**WORK TO BE COMPLETED**
Rewrite the records starting at the first line and ending at the line that contains "x=158, y=205", substituting "widest" for every occurrence of "thickest" and leaving all else unchanged. Give only those lines.

**SOURCE DATA**
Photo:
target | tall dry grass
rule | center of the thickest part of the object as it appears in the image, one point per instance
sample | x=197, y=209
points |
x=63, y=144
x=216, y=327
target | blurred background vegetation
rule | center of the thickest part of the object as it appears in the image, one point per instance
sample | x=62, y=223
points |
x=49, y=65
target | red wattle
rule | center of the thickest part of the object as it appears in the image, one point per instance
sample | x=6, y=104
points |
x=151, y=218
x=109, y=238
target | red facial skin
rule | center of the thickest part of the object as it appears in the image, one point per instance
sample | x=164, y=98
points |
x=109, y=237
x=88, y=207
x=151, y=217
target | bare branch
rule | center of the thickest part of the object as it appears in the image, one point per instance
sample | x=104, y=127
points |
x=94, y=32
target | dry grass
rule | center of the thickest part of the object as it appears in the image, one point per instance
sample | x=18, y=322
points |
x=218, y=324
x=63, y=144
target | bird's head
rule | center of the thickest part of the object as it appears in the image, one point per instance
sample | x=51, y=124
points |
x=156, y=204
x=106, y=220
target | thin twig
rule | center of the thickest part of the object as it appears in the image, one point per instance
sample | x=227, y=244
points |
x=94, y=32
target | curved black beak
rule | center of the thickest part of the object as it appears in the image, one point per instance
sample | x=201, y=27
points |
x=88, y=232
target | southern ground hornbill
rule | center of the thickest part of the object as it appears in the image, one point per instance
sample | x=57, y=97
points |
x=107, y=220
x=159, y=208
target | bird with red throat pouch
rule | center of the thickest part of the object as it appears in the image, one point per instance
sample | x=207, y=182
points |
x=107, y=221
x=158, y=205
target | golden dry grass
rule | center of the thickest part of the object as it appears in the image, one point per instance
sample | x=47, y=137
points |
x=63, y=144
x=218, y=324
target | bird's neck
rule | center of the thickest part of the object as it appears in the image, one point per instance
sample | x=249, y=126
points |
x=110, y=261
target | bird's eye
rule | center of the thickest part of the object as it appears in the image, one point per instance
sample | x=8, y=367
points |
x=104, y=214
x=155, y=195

**OUTPUT BELOW**
Photo:
target | tall dry grass
rule | center of the widest part of the object as it appears in the image, one point per instance
sample | x=197, y=209
points |
x=63, y=144
x=216, y=327
target | blurred background vegetation
rule | center of the widest part of the object as it appears in the image, one point per instance
sample | x=62, y=223
points |
x=49, y=65
target | red wattle
rule | center of the widest part of the object as it appears in the image, one point per instance
sample | x=6, y=104
points |
x=151, y=218
x=109, y=238
target | red facial skin
rule | center of the widest part of the object as it appears in the image, one point per instance
sample | x=164, y=98
points |
x=109, y=237
x=88, y=207
x=151, y=217
target | bare branch
rule | center of the widest part of the object as it appears in the image, one point per instance
sample | x=104, y=127
points |
x=94, y=32
target | dry grass
rule | center of the widest part of the object as it appears in the image, one point per instance
sample | x=18, y=322
points |
x=218, y=324
x=63, y=144
target | bird's head
rule | center of the widest part of the object as it appears in the image, one point per instance
sample | x=51, y=124
points |
x=156, y=204
x=106, y=220
target | thin twig
rule | center of the widest part of the object as it appears in the image, one point per instance
sample | x=227, y=244
points |
x=94, y=32
target | curved black beak
rule | center of the widest part of the object as it appears in the image, one point per instance
sample | x=201, y=27
points |
x=88, y=232
target | southern ground hornbill
rule | center of the widest part of the object as it appears in the image, one point per instance
sample | x=57, y=97
points |
x=107, y=220
x=159, y=208
target | bird with red throat pouch
rule | center of the widest part of the object as it appears in the image, one point per instance
sample | x=207, y=182
points |
x=107, y=221
x=158, y=205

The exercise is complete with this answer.